§ EXERCISE GOAL: Lay out every line of the records below as a JSON array of strings, one string per line. Skip blank lines and leave out the pictures.
[Start]
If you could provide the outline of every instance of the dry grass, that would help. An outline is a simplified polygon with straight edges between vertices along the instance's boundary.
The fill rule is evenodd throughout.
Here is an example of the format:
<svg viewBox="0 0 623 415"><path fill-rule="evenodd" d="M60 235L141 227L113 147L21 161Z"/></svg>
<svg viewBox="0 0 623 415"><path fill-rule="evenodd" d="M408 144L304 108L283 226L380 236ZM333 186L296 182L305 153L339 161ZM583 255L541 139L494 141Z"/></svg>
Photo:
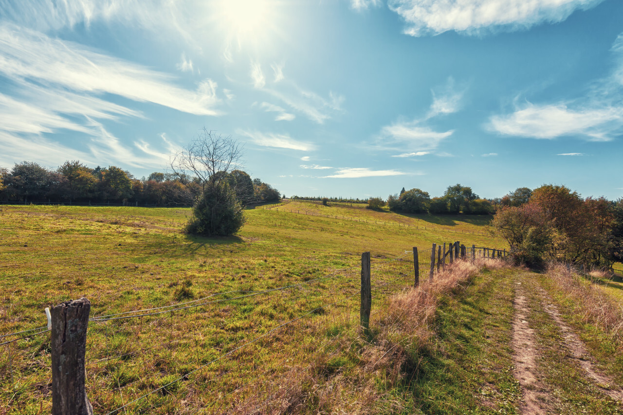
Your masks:
<svg viewBox="0 0 623 415"><path fill-rule="evenodd" d="M595 325L608 332L616 343L623 342L623 307L596 284L587 281L576 270L561 264L551 264L547 275L555 288L564 292L573 303L584 323ZM607 278L609 274L592 270L594 278Z"/></svg>
<svg viewBox="0 0 623 415"><path fill-rule="evenodd" d="M241 403L236 413L364 415L407 411L396 388L412 380L424 350L434 348L440 300L462 290L485 268L508 267L499 260L457 261L435 274L432 282L426 279L417 288L389 296L371 338L364 338L360 330L336 337L312 354L311 363L293 368L278 380L278 386L270 388L277 392L270 405L262 403L265 394L258 394ZM254 413L258 406L262 410Z"/></svg>

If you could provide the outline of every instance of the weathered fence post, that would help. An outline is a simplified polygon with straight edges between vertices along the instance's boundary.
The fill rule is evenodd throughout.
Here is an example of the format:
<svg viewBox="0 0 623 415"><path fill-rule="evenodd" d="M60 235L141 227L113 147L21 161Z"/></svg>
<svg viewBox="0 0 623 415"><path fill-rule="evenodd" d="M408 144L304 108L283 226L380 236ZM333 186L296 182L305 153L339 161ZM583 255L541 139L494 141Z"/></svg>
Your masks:
<svg viewBox="0 0 623 415"><path fill-rule="evenodd" d="M87 298L66 301L52 309L52 415L93 415L84 389L90 309Z"/></svg>
<svg viewBox="0 0 623 415"><path fill-rule="evenodd" d="M445 242L444 242L444 255L441 258L441 269L445 270Z"/></svg>
<svg viewBox="0 0 623 415"><path fill-rule="evenodd" d="M439 264L441 263L441 246L437 247L437 272L439 272Z"/></svg>
<svg viewBox="0 0 623 415"><path fill-rule="evenodd" d="M430 272L429 273L429 280L432 281L432 273L435 272L435 251L437 250L437 244L432 244L432 251L430 253Z"/></svg>
<svg viewBox="0 0 623 415"><path fill-rule="evenodd" d="M417 257L417 247L415 246L413 247L413 272L416 276L413 287L416 288L420 284L420 261Z"/></svg>
<svg viewBox="0 0 623 415"><path fill-rule="evenodd" d="M370 333L370 310L372 308L372 287L370 285L370 253L361 254L361 308L359 312L363 333Z"/></svg>

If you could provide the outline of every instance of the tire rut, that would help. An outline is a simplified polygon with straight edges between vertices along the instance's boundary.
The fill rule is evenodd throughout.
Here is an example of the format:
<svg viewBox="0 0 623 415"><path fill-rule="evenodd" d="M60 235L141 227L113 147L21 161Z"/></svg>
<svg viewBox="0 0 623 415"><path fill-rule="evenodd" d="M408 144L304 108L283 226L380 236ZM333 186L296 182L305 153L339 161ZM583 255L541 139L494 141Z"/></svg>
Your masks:
<svg viewBox="0 0 623 415"><path fill-rule="evenodd" d="M543 300L543 309L558 327L558 330L564 339L563 347L569 352L569 356L578 363L586 373L587 378L592 381L602 392L615 401L623 401L623 391L615 385L612 378L601 373L595 366L584 342L563 321L558 307L553 303L547 292L540 287L537 288L536 291Z"/></svg>
<svg viewBox="0 0 623 415"><path fill-rule="evenodd" d="M521 285L520 282L516 283ZM523 403L519 410L521 414L551 413L551 409L546 402L548 393L544 391L539 382L536 373L536 358L538 351L535 341L535 330L528 323L530 309L523 290L515 290L513 302L515 315L512 326L513 361L515 368L513 376L519 381L521 387Z"/></svg>

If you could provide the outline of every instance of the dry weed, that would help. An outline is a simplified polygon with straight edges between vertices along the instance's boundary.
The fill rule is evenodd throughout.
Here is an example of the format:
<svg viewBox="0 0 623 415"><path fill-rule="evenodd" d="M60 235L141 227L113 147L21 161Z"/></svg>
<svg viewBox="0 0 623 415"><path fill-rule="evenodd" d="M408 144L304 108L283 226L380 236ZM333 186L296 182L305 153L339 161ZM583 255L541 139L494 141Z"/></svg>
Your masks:
<svg viewBox="0 0 623 415"><path fill-rule="evenodd" d="M581 310L582 320L594 324L610 333L617 343L623 341L623 307L598 287L586 280L573 268L562 264L551 264L547 274L556 287L573 298ZM605 271L594 270L592 277L604 277Z"/></svg>

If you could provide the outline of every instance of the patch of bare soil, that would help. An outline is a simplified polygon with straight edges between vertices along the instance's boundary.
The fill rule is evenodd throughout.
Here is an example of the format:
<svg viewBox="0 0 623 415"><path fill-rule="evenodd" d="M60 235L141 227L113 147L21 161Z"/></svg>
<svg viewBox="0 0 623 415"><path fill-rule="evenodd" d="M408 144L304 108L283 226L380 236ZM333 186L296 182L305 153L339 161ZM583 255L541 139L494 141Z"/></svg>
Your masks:
<svg viewBox="0 0 623 415"><path fill-rule="evenodd" d="M518 283L521 284L521 283ZM513 375L521 386L523 404L520 407L522 414L550 413L545 403L547 394L543 391L536 373L536 360L538 351L535 342L535 330L528 323L530 310L526 297L520 289L515 291L513 306Z"/></svg>
<svg viewBox="0 0 623 415"><path fill-rule="evenodd" d="M558 329L564 338L565 347L571 357L578 361L580 367L586 372L589 379L594 382L596 386L604 393L615 401L623 401L623 391L615 386L612 378L601 373L595 367L584 342L560 318L558 308L552 303L545 290L538 289L537 291L543 298L543 308L545 311L558 326Z"/></svg>

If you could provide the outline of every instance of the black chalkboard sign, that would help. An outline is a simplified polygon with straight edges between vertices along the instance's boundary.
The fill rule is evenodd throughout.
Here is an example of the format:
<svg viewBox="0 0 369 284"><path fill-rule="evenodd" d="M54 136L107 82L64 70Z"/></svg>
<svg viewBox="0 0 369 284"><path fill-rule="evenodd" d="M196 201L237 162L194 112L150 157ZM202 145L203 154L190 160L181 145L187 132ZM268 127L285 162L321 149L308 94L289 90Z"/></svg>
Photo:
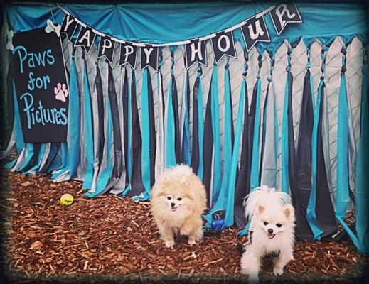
[End]
§ SOLUTION TO THIS PROBLEM:
[
  "If you could provide the outline of every instance of the dry grass, that would help. An outline is a simplified polygon with straight edges between vertices along the instance's boundary.",
  "The fill rule is evenodd throughout.",
  "Here is an example of the format:",
  "<svg viewBox=\"0 0 623 415\"><path fill-rule=\"evenodd\" d=\"M60 235L141 227L113 147L21 161Z\"/></svg>",
  "<svg viewBox=\"0 0 623 415\"><path fill-rule=\"evenodd\" d=\"M408 144L304 108L283 226L380 236ZM333 186L296 182L305 153L339 161ZM583 255L541 139L494 141Z\"/></svg>",
  "Photo:",
  "Your masks:",
  "<svg viewBox=\"0 0 623 415\"><path fill-rule=\"evenodd\" d=\"M595 325L608 332L616 343L623 342L623 307L596 284L587 281L576 270L561 264L551 264L547 275L555 288L564 292L573 303L584 323ZM607 278L609 274L592 270L594 278Z\"/></svg>",
  "<svg viewBox=\"0 0 623 415\"><path fill-rule=\"evenodd\" d=\"M241 403L236 413L364 415L407 411L396 388L412 380L424 350L434 348L440 300L462 290L485 268L508 267L499 260L457 261L435 274L432 282L426 279L417 288L389 296L371 338L364 338L360 330L336 337L312 354L311 363L293 368L278 380L278 386L270 388L277 392L270 405L262 403L265 394L258 394ZM254 413L258 406L262 410Z\"/></svg>",
  "If you could provide the outline of every instance of the weathered fence post, that would help. An outline is a simplified polygon with straight edges between vertices along the instance's boundary.",
  "The fill rule is evenodd throughout.",
  "Here is an example of the format:",
  "<svg viewBox=\"0 0 623 415\"><path fill-rule=\"evenodd\" d=\"M60 235L141 227L113 147L21 161Z\"/></svg>",
  "<svg viewBox=\"0 0 623 415\"><path fill-rule=\"evenodd\" d=\"M408 144L304 108L283 226L380 236ZM333 186L296 182L305 153L339 161ZM583 255L541 139L494 141Z\"/></svg>",
  "Your masks:",
  "<svg viewBox=\"0 0 623 415\"><path fill-rule=\"evenodd\" d=\"M87 298L66 301L52 309L52 415L93 415L84 389L90 309Z\"/></svg>",
  "<svg viewBox=\"0 0 623 415\"><path fill-rule=\"evenodd\" d=\"M445 242L444 242L444 255L441 258L441 269L445 270Z\"/></svg>",
  "<svg viewBox=\"0 0 623 415\"><path fill-rule=\"evenodd\" d=\"M439 264L441 263L441 246L437 247L437 272L439 272Z\"/></svg>",
  "<svg viewBox=\"0 0 623 415\"><path fill-rule=\"evenodd\" d=\"M430 272L429 273L429 280L432 281L432 273L435 272L435 251L437 250L437 244L432 244L432 251L430 253Z\"/></svg>",
  "<svg viewBox=\"0 0 623 415\"><path fill-rule=\"evenodd\" d=\"M417 257L417 247L415 246L413 247L413 272L416 276L413 287L416 288L420 284L420 261Z\"/></svg>",
  "<svg viewBox=\"0 0 623 415\"><path fill-rule=\"evenodd\" d=\"M370 333L370 310L372 308L372 287L370 285L370 253L361 254L361 308L359 312L363 333Z\"/></svg>",
  "If you could provide the outline of every instance of the tire rut, that would help. An outline is a simplified polygon with straight edges between vertices along the instance's boundary.",
  "The fill rule is evenodd throughout.",
  "Here is an example of the format:",
  "<svg viewBox=\"0 0 623 415\"><path fill-rule=\"evenodd\" d=\"M60 235L141 227L113 147L21 161Z\"/></svg>",
  "<svg viewBox=\"0 0 623 415\"><path fill-rule=\"evenodd\" d=\"M408 144L304 108L283 226L380 236ZM333 186L296 182L305 153L339 161ZM583 255L541 139L494 141Z\"/></svg>",
  "Your masks:",
  "<svg viewBox=\"0 0 623 415\"><path fill-rule=\"evenodd\" d=\"M543 300L543 309L558 327L558 330L564 339L563 347L569 352L569 356L578 363L586 373L587 378L592 381L602 392L615 401L623 401L623 391L615 385L612 378L601 373L595 366L584 342L563 321L558 307L553 303L547 292L540 287L537 288L536 291Z\"/></svg>",
  "<svg viewBox=\"0 0 623 415\"><path fill-rule=\"evenodd\" d=\"M521 285L520 282L516 283ZM523 403L519 410L521 414L551 413L551 409L546 402L548 393L544 391L539 382L536 373L536 358L538 351L535 341L535 330L528 323L530 309L523 290L515 290L513 302L515 315L512 326L513 361L515 368L513 376L519 381L521 387Z\"/></svg>",
  "If you could provide the outline of every instance of the dry weed, that would help. An outline is a simplified polygon with straight edges between vertices along the instance's boundary.",
  "The fill rule is evenodd throughout.",
  "Here is an example of the format:",
  "<svg viewBox=\"0 0 623 415\"><path fill-rule=\"evenodd\" d=\"M60 235L141 227L113 147L21 161Z\"/></svg>",
  "<svg viewBox=\"0 0 623 415\"><path fill-rule=\"evenodd\" d=\"M408 144L304 108L283 226L380 236ZM333 186L296 182L305 153L339 161ZM583 255L541 139L494 141Z\"/></svg>",
  "Your masks:",
  "<svg viewBox=\"0 0 623 415\"><path fill-rule=\"evenodd\" d=\"M581 310L582 320L594 324L610 333L617 343L623 341L623 307L598 287L586 280L573 268L562 264L551 264L547 274L556 287L573 298ZM605 271L594 270L592 277L604 277Z\"/></svg>",
  "If you could provide the outline of every instance of the patch of bare soil, that would help. An outline is a simplified polygon with straight edges between vertices along the instance's boundary.",
  "The fill rule is evenodd throughout.",
  "Here is an example of the format:",
  "<svg viewBox=\"0 0 623 415\"><path fill-rule=\"evenodd\" d=\"M60 235L141 227L113 147L21 161Z\"/></svg>",
  "<svg viewBox=\"0 0 623 415\"><path fill-rule=\"evenodd\" d=\"M408 144L304 108L283 226L380 236ZM333 186L296 182L305 153L339 161ZM583 255L541 139L494 141Z\"/></svg>",
  "Your masks:",
  "<svg viewBox=\"0 0 623 415\"><path fill-rule=\"evenodd\" d=\"M518 283L521 284L521 283ZM513 375L521 386L523 404L520 407L522 414L550 413L545 403L547 394L543 391L536 373L536 360L538 351L535 342L535 330L528 323L530 310L526 297L520 289L515 291L513 306Z\"/></svg>",
  "<svg viewBox=\"0 0 623 415\"><path fill-rule=\"evenodd\" d=\"M558 329L564 338L565 347L571 357L578 361L580 367L586 372L589 379L594 382L596 386L604 393L615 401L623 401L623 391L615 386L612 378L601 373L595 367L584 342L560 318L558 308L552 303L545 290L538 289L537 291L543 298L543 308L545 311L558 326Z\"/></svg>",
  "If you could provide the outline of every instance of the black chalkboard sign, that would help. An outline is a simplified polygon with straight edges between vertices along the instance's boundary.",
  "The fill rule is evenodd throughout.",
  "Here is an example of the format:",
  "<svg viewBox=\"0 0 369 284\"><path fill-rule=\"evenodd\" d=\"M54 136L107 82L64 70Z\"/></svg>",
  "<svg viewBox=\"0 0 369 284\"><path fill-rule=\"evenodd\" d=\"M196 201L237 162L194 112L150 157ZM202 145L203 154L190 160L181 145L187 132ZM268 127L285 162L321 149L308 94L289 90Z\"/></svg>",
  "Photo:"
]